# [REQUIRED TASK]
Return the stretch of the philosophy passage that begins at the words "So, it’s back" and stops after "to their head.", copied exactly.

# [ARTICLE]
_ _ _
And finally, after many failed attempts, you cough up something that sticks. An intellectual hairball.
But then the unimaginable happens: you come across a horrifying argument. The argument goes that when it comes to philosophy, intention matters. If your “philosophy” is just a means to survive, it is not philosophy at all; only that which is meant as philosophy can be called philosophical. So therefore, your solution is not valid. It is not even wrong.
So, it’s back to the drawing board for you. You have to find a new solution that makes your intention irrelevant. A solution that satisfies both the intentional philosophers, who do philosophy because they want to, and the unintentional philosophers who do it because they are forced to.
And then you run across something called post-intentional philosophy. It seems like a solution, but…
But post-intentional philosophy, as you see, requires a history: namely, a history of pre-post-intentional philosophy. Or, to oversimplify, intentional philosophy! The kind people do on purpose, not with a gun to their head.
_ _ _
# [GIVEN MATERIAL]

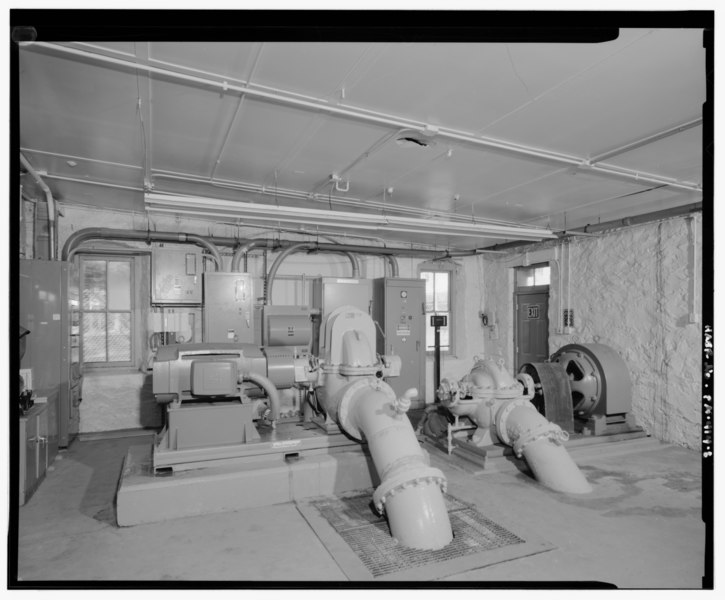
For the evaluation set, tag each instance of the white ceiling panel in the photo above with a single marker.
(232, 60)
(123, 126)
(644, 88)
_ _ _
# [SOLUTION TO THE EXERCISE]
So, it’s back to the drawing board for you. You have to find a new solution that makes your intention irrelevant. A solution that satisfies both the intentional philosophers, who do philosophy because they want to, and the unintentional philosophers who do it because they are forced to.
And then you run across something called post-intentional philosophy. It seems like a solution, but…
But post-intentional philosophy, as you see, requires a history: namely, a history of pre-post-intentional philosophy. Or, to oversimplify, intentional philosophy! The kind people do on purpose, not with a gun to their head.